• [Work to complete]: Exactly the lines from the one containing "In this exercise you will tag the bungalow" through the end of the data below are to be reproduced, and nothing besides them.

::: Dataset extract

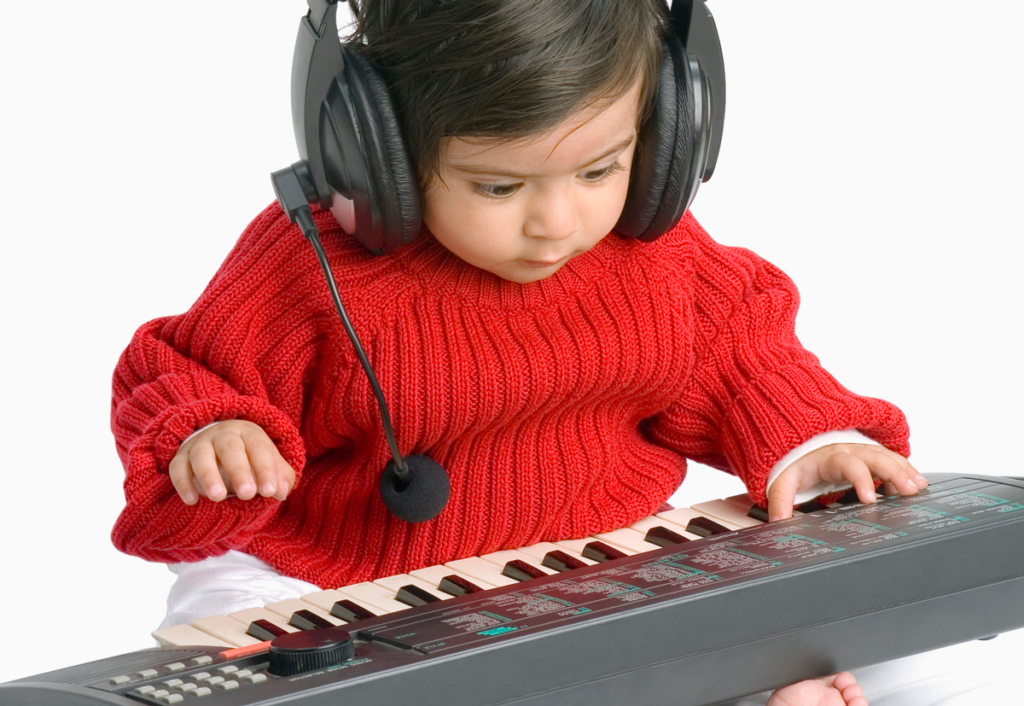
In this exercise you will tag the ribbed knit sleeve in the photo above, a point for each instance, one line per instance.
(756, 392)
(240, 353)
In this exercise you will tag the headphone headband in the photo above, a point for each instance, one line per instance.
(340, 151)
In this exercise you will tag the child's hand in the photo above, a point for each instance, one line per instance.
(838, 690)
(857, 464)
(223, 459)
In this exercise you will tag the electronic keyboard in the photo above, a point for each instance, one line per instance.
(696, 606)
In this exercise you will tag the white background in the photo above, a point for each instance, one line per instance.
(871, 152)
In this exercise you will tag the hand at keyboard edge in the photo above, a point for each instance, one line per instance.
(857, 464)
(233, 456)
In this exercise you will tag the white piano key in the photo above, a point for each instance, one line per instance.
(505, 555)
(251, 615)
(286, 608)
(578, 545)
(325, 599)
(393, 583)
(474, 567)
(227, 629)
(177, 635)
(433, 576)
(647, 524)
(682, 515)
(627, 539)
(540, 550)
(377, 598)
(725, 512)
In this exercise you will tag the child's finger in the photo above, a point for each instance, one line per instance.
(233, 459)
(181, 479)
(894, 469)
(781, 495)
(286, 475)
(204, 464)
(203, 460)
(262, 452)
(853, 469)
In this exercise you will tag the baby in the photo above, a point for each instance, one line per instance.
(559, 372)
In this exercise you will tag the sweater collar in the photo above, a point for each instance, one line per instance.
(440, 273)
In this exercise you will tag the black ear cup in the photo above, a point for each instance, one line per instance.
(664, 175)
(393, 187)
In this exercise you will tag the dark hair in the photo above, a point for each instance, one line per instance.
(506, 69)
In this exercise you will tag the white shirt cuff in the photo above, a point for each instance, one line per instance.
(826, 439)
(198, 430)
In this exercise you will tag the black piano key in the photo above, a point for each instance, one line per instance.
(414, 595)
(264, 629)
(702, 527)
(457, 585)
(559, 561)
(599, 551)
(663, 536)
(520, 571)
(810, 506)
(350, 612)
(758, 512)
(307, 620)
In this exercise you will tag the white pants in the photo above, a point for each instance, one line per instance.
(976, 673)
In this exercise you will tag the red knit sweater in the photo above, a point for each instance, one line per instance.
(559, 408)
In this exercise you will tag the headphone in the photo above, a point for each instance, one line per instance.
(354, 162)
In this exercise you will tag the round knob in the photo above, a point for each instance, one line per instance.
(308, 650)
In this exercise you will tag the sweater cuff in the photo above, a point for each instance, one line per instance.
(157, 525)
(822, 440)
(783, 409)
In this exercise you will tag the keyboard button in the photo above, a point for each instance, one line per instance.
(350, 612)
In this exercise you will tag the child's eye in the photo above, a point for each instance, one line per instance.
(601, 174)
(497, 191)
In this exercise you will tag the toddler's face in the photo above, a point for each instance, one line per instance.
(522, 209)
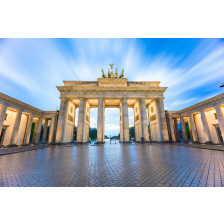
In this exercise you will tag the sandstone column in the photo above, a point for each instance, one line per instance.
(162, 120)
(176, 130)
(100, 121)
(81, 120)
(220, 117)
(172, 129)
(2, 116)
(44, 137)
(145, 130)
(37, 137)
(125, 120)
(205, 127)
(61, 120)
(51, 131)
(28, 129)
(121, 124)
(193, 128)
(16, 128)
(183, 127)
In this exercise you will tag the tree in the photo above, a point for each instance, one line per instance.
(132, 132)
(93, 133)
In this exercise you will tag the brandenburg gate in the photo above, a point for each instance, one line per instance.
(112, 92)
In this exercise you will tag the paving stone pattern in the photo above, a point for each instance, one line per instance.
(113, 165)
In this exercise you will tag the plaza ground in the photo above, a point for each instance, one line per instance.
(118, 165)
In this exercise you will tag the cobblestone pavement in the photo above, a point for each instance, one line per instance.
(10, 150)
(114, 165)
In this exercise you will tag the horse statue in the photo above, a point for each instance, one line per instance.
(103, 74)
(109, 74)
(122, 74)
(115, 76)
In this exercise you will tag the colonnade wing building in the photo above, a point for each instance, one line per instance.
(201, 123)
(22, 124)
(112, 93)
(17, 119)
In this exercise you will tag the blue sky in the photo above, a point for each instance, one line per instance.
(192, 69)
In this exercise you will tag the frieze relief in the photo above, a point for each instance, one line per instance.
(112, 94)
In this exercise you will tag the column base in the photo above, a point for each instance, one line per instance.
(25, 144)
(80, 143)
(12, 145)
(126, 142)
(99, 143)
(209, 143)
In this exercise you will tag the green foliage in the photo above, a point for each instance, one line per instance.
(75, 133)
(132, 132)
(93, 133)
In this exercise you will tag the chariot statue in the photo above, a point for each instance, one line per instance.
(111, 74)
(115, 76)
(103, 74)
(122, 74)
(108, 74)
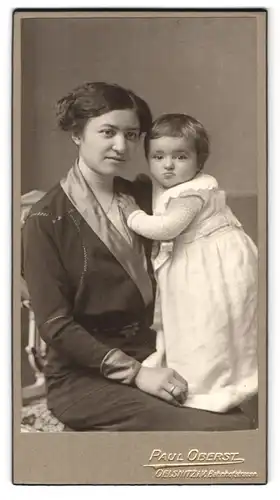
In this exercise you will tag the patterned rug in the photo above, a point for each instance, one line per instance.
(35, 417)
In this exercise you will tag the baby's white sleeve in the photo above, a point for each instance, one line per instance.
(179, 214)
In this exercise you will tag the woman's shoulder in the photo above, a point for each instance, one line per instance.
(140, 188)
(50, 207)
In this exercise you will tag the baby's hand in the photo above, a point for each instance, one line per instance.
(127, 204)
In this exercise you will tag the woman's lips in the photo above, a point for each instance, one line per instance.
(114, 158)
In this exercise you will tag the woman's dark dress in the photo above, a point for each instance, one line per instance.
(87, 304)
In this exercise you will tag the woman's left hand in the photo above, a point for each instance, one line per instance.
(127, 204)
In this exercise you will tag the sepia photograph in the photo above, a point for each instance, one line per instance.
(139, 234)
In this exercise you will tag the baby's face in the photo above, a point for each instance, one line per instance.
(172, 160)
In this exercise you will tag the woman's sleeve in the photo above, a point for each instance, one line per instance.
(52, 303)
(178, 216)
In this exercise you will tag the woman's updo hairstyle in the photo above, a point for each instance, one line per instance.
(93, 99)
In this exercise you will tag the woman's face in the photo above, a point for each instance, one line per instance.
(108, 141)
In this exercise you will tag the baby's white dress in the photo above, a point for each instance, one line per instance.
(207, 287)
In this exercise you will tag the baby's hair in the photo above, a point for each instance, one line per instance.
(180, 125)
(92, 99)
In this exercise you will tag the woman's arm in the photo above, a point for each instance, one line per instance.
(178, 216)
(52, 303)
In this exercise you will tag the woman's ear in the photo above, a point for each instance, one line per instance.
(76, 140)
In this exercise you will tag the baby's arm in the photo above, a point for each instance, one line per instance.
(179, 214)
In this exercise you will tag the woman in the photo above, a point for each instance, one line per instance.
(90, 286)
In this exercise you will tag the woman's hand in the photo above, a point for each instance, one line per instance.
(127, 204)
(163, 383)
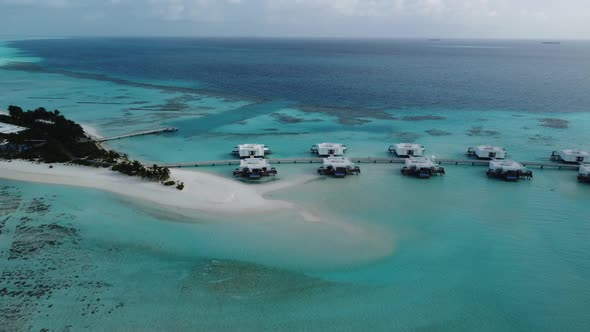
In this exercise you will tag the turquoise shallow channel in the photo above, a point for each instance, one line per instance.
(458, 252)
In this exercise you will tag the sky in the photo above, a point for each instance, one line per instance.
(564, 19)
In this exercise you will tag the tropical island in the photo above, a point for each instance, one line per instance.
(49, 137)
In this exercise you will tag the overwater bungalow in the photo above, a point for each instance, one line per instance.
(584, 173)
(487, 152)
(508, 170)
(406, 150)
(338, 167)
(328, 149)
(572, 156)
(254, 168)
(421, 167)
(251, 150)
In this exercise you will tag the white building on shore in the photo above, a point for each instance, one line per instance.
(329, 149)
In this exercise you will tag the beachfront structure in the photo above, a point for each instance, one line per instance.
(421, 167)
(406, 150)
(338, 167)
(508, 170)
(584, 173)
(329, 149)
(6, 128)
(571, 156)
(487, 152)
(251, 150)
(254, 168)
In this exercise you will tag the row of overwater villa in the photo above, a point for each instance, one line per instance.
(253, 164)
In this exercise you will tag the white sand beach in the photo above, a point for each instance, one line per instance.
(203, 191)
(91, 131)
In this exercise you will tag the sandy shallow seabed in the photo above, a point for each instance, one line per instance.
(316, 234)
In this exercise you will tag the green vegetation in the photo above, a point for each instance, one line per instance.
(51, 137)
(135, 168)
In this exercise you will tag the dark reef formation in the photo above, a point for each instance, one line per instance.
(288, 119)
(350, 116)
(554, 123)
(416, 118)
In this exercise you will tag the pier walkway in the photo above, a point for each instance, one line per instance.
(369, 160)
(139, 133)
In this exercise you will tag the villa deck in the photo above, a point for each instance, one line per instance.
(369, 160)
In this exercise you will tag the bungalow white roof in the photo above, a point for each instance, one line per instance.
(245, 150)
(408, 149)
(506, 165)
(338, 162)
(254, 163)
(330, 145)
(327, 149)
(419, 162)
(6, 128)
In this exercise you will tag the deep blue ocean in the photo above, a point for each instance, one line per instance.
(459, 252)
(382, 74)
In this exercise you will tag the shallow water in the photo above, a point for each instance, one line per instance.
(459, 252)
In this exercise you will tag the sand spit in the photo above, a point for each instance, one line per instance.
(203, 191)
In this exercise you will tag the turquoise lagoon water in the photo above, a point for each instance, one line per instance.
(458, 252)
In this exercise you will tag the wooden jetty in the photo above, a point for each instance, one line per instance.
(369, 160)
(140, 133)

::::::

• [Written response]:
In this exercise you will tag the bungalow white roof in the photo above, a point for each instance, one line per instance.
(245, 150)
(408, 149)
(506, 165)
(338, 162)
(254, 163)
(330, 145)
(327, 149)
(419, 162)
(6, 128)
In this exercise you will tag the deep blue ocean in the photo above, a point for each instance, one line per instance.
(459, 252)
(382, 74)
In this exercise you will tag the shallow water in the photo above, a point for each instance, one line per instance.
(459, 252)
In this exercise you will tag the sand spit in the photo above, a point for each instance, one line per instance.
(203, 191)
In this exercise you will tag the turquoise lagoon water in the photo above, a point for each instance, one line per instance.
(458, 252)
In this exercise you will tag the wooden jetty in the photo above, a point for each instance, one line per instance.
(369, 160)
(140, 133)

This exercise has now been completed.